■ PASSAGE TO READ ■

# # # # # # #

Wright Medical (NSDQ:WMGI) and Tornier (NSDQ:TRNX) said they inked a deal that would settle shareholder lawsuits filed to block their pending, $3.3 billion merger "solely to avoid the costs, risks and uncertainties inherent in litigation" and without admitting any liability.
Shareholders filed a trio of lawsuits in the Delaware Chancery Court after the erstwhile orthopedics rivals announced the merger of equals last October. Today the companies said they signed a memorandum of understanding, which the court must still approve, that would settle the case, which were consolidated into a single action, according to a regulatory filing.
The union is structured so that each WMGI share will be exchanged for 1.0309 TRNX shares, leaving Wright shareholders with about 52% ownership of the combined company. Memphis-based Wright pegged the deal’s value at about $3.3 billion, saying it represents a 28% premium on Tornier’s closing price on Oct. 24, 2014.
Wright Medical Group N.V. will be led by Wright president & CEO Robert Palmisano, who will have the same role at the combined company. Tornier president & CEO David Mowry will become executive vice president & COO,
Earlier this month the companies scheduled a set of meetings for June 18 so their shareholders can vote on the deal.
Wright has predicted a 2nd-half closing for the union, contingent on the sale of some Tornier assets to satisfy the U.S. Federal Trade Commission.

# # # # # # #

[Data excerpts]

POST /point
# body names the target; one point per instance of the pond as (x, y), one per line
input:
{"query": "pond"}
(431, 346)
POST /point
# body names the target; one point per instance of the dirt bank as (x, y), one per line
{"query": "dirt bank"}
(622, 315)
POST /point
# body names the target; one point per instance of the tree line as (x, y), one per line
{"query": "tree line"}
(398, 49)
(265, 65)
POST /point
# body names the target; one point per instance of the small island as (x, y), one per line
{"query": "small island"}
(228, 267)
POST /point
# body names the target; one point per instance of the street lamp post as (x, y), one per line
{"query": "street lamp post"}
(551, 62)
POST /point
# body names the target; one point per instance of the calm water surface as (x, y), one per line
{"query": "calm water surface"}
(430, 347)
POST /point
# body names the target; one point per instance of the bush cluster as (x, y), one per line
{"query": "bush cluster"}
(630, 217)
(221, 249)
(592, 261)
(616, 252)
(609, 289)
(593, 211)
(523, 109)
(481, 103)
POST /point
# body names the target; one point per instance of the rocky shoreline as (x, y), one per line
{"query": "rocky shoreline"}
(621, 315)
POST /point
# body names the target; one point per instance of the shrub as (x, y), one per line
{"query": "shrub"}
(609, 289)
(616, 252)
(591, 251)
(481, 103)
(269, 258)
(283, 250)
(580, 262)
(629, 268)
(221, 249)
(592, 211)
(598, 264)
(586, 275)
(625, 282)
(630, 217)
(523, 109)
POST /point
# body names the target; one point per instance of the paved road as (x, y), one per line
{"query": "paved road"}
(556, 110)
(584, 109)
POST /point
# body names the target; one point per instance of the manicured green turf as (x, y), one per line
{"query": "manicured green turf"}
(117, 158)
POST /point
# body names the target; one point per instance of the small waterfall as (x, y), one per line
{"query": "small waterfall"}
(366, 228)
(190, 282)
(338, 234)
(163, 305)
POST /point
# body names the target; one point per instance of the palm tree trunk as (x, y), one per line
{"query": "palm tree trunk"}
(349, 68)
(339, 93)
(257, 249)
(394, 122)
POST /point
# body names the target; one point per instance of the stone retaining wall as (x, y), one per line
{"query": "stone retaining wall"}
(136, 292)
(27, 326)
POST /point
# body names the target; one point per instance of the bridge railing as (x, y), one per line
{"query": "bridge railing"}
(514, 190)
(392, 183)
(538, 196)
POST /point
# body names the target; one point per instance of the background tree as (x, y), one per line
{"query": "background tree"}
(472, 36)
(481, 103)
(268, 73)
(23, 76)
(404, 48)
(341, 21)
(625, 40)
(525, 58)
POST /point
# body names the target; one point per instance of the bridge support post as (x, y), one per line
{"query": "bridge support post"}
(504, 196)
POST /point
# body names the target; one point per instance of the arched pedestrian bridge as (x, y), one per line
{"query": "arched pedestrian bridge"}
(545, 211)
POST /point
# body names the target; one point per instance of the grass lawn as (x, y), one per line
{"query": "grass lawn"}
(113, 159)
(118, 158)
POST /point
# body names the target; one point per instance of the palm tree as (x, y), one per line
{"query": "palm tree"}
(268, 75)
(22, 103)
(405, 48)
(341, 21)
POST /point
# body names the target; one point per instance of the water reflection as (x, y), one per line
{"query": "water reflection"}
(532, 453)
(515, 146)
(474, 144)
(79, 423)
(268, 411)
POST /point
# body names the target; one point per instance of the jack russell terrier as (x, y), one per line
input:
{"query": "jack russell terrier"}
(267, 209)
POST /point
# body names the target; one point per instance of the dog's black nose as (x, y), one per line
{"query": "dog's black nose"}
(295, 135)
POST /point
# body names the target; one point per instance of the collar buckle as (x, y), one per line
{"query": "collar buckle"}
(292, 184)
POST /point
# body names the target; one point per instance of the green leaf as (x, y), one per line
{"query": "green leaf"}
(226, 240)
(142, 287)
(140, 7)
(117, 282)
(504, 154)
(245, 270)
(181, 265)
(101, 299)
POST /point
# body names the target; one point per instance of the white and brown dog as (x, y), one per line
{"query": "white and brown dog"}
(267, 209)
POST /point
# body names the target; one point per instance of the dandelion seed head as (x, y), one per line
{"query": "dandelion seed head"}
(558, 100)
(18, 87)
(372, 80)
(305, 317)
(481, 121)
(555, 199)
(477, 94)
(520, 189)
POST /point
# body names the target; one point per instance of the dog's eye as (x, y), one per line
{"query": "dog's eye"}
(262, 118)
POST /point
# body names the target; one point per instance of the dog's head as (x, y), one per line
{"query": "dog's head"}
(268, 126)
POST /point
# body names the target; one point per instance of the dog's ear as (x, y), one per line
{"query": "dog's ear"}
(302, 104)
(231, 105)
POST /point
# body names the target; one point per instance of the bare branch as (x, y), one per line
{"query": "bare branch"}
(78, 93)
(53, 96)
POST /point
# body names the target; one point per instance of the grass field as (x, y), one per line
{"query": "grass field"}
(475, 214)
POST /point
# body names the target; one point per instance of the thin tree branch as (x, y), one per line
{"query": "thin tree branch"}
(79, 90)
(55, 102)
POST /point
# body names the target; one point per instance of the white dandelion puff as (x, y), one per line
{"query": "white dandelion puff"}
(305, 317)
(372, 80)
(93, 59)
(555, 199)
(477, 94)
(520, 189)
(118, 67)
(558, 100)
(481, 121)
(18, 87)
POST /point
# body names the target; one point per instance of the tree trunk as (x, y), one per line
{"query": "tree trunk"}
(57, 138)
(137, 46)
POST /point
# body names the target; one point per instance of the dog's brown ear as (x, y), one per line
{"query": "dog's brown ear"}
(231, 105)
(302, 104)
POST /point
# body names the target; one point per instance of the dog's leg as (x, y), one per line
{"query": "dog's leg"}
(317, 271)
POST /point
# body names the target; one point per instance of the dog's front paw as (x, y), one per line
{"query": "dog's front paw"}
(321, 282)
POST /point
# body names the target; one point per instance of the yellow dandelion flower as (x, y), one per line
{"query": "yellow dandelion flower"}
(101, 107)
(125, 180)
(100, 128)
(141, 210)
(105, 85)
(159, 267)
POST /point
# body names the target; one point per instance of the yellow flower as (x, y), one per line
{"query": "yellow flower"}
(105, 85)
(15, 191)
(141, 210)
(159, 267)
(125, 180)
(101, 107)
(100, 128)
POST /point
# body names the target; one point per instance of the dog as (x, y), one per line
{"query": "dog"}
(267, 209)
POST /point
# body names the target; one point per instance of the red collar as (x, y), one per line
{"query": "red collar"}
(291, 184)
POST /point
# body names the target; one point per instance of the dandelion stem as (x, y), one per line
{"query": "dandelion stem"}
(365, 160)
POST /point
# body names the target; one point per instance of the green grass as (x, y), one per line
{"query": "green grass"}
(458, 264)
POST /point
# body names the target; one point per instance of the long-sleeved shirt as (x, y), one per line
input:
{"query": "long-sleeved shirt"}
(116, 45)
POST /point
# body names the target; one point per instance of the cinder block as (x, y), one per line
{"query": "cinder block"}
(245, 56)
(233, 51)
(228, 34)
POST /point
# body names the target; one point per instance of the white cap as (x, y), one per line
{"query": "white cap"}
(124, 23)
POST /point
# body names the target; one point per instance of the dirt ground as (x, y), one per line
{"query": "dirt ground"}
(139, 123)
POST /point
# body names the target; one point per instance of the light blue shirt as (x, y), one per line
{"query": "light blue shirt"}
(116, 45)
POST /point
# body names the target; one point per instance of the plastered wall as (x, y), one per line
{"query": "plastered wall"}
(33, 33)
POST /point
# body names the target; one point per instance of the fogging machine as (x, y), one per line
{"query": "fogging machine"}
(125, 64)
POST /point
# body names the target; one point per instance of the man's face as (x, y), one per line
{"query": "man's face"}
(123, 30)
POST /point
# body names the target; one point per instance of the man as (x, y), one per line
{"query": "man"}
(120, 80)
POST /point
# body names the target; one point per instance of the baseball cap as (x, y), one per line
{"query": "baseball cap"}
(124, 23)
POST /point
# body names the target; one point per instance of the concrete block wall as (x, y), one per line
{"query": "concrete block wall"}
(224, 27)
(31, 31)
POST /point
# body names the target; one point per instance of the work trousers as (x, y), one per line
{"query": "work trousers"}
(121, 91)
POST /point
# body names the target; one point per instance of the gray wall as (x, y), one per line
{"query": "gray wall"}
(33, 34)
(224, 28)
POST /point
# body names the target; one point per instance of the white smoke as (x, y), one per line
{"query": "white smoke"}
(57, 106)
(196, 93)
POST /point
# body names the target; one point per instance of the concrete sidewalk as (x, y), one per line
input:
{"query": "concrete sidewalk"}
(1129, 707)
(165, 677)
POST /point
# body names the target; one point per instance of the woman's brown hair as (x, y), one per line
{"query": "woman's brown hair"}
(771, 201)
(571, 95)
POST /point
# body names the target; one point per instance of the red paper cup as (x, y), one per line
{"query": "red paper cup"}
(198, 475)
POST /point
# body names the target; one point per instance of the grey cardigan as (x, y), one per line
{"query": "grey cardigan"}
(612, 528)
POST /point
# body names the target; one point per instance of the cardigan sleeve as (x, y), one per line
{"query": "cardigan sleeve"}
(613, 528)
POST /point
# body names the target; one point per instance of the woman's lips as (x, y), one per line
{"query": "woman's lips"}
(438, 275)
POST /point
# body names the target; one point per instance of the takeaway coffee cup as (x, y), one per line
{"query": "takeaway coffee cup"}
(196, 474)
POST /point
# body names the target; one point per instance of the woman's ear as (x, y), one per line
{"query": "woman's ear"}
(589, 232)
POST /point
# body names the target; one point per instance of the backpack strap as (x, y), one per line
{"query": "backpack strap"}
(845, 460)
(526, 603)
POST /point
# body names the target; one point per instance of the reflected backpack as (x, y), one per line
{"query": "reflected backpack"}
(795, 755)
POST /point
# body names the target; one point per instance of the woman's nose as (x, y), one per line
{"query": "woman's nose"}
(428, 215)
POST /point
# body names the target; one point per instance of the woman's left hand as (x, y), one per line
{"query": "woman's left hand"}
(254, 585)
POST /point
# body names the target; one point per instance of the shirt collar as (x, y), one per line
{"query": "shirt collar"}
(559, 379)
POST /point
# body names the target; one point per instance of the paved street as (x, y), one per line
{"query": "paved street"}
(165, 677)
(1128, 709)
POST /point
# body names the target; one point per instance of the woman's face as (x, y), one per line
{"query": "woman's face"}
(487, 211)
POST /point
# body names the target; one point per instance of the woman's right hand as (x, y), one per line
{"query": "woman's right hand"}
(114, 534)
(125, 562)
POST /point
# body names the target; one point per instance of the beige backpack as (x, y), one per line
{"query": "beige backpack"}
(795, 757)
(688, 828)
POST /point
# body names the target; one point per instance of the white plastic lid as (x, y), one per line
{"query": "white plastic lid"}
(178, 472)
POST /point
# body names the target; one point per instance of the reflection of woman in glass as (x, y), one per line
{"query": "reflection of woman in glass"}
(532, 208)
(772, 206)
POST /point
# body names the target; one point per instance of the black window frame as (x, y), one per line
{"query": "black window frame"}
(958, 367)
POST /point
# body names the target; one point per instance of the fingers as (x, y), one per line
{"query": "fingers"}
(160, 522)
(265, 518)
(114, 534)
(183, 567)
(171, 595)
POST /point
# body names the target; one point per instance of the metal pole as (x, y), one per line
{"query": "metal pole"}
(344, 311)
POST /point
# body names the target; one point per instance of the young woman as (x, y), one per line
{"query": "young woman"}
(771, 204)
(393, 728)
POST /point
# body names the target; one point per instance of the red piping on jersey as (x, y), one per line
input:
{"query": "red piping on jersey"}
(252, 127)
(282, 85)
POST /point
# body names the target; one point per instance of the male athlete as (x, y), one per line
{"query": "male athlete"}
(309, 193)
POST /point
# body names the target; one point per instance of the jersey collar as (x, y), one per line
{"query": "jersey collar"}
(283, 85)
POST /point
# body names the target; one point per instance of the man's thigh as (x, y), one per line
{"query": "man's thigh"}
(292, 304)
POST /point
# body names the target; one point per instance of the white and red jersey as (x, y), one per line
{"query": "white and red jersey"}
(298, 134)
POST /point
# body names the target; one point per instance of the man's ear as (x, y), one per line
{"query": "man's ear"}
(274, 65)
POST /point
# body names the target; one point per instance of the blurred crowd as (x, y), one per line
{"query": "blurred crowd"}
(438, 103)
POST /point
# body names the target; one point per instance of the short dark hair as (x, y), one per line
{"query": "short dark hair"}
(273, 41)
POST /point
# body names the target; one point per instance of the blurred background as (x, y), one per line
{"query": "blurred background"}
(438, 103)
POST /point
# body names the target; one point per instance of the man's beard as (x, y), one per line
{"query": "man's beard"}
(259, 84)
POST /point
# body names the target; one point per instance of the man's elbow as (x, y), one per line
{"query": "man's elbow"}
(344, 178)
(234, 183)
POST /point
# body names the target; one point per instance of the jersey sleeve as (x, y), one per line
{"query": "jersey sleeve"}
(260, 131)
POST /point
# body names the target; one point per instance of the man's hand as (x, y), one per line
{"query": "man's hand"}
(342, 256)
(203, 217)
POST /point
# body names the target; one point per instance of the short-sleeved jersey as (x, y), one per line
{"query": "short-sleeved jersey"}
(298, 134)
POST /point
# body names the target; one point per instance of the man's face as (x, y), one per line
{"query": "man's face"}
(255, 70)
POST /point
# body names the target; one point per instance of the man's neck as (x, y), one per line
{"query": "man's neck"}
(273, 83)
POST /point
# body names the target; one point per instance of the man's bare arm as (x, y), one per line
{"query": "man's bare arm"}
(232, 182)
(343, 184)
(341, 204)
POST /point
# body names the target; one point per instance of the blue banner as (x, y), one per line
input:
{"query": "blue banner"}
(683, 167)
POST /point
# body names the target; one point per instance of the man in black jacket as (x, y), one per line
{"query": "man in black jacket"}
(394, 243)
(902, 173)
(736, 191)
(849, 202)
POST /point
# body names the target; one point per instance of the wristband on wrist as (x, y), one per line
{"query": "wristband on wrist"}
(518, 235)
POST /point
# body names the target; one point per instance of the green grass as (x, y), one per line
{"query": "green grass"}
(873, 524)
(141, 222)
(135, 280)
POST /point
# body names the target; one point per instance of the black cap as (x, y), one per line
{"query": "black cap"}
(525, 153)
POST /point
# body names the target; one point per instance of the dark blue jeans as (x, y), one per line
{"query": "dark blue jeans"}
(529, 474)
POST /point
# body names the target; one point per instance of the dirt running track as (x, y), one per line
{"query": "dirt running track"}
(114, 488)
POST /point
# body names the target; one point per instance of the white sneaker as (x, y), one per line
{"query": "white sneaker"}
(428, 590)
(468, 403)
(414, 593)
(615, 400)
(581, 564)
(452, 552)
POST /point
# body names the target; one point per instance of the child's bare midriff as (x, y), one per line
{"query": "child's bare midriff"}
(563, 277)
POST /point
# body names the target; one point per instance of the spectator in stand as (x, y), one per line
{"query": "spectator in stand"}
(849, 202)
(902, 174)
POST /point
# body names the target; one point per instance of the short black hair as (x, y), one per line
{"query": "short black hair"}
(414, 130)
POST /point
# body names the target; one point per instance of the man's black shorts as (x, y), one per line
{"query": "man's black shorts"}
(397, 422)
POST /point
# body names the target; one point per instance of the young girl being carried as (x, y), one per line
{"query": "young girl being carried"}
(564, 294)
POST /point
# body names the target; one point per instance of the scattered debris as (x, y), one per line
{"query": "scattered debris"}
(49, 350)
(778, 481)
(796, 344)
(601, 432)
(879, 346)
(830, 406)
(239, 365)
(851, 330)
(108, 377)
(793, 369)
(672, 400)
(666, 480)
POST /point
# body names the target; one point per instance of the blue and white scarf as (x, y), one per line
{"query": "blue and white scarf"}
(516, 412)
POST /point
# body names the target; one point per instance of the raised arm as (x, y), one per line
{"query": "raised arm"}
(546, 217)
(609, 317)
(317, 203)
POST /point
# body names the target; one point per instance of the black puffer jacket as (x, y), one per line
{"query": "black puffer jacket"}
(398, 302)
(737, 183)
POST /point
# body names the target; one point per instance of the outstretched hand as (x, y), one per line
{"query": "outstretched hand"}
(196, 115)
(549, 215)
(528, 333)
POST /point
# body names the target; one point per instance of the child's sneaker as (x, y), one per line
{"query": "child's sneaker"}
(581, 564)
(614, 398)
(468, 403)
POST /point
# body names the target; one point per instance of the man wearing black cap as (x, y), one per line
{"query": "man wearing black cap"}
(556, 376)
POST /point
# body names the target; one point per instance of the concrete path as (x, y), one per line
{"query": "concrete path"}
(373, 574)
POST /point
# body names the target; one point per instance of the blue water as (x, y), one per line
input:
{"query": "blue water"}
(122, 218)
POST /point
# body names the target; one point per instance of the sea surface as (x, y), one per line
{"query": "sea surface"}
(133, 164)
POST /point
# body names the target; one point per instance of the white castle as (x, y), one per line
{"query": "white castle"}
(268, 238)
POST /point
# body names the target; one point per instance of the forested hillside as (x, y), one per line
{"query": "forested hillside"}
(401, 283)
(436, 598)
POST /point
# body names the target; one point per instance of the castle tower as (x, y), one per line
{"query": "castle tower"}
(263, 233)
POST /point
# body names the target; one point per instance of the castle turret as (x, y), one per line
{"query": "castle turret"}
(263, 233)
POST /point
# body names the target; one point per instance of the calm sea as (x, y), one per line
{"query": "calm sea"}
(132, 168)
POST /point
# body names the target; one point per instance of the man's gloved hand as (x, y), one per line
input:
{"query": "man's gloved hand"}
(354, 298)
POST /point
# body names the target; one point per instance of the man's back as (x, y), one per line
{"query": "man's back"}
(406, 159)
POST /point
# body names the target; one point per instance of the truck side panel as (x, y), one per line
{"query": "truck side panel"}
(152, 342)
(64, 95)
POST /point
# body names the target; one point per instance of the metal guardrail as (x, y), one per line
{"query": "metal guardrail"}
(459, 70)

# # # # # # #

■ PROMPT A ■
Repeat word for word the part of the merger article starting at "Wright Medical Group" and ending at "Federal Trade Commission.".
■ PROMPT B ■
Condense the paragraph of the merger article that opens with "The union is structured so that" into a short bulleted list that keeps its main facts.
■ PROMPT C ■
Answer these questions from the merger article:
(i) In which court did shareholders file their lawsuits?
(ii) For what date were the shareholder meetings to vote on the deal scheduled?
(iii) Which U.S. agency must be satisfied through the sale of some Tornier assets?

■ EXERCISE RESULT A ■
Wright Medical Group N.V. will be led by Wright president & CEO Robert Palmisano, who will have the same role at the combined company. Tornier president & CEO David Mowry will become executive vice president & COO,
Earlier this month the companies scheduled a set of meetings for June 18 so their shareholders can vote on the deal.
Wright has predicted a 2nd-half closing for the union, contingent on the sale of some Tornier assets to satisfy the U.S. Federal Trade Commission.

■ EXERCISE RESULT B ■
- Each WMGI share will be exchanged for 1.0309 TRNX shares.
- Wright shareholders will own about 52% of the combined company.
- Memphis-based Wright valued the deal at about $3.3 billion.
- Wright said this is a 28% premium on Tornier's closing price on Oct. 24, 2014.

■ EXERCISE RESULT C ■
(i) The Delaware Chancery Court
(ii) June 18
(iii) The U.S. Federal Trade Commission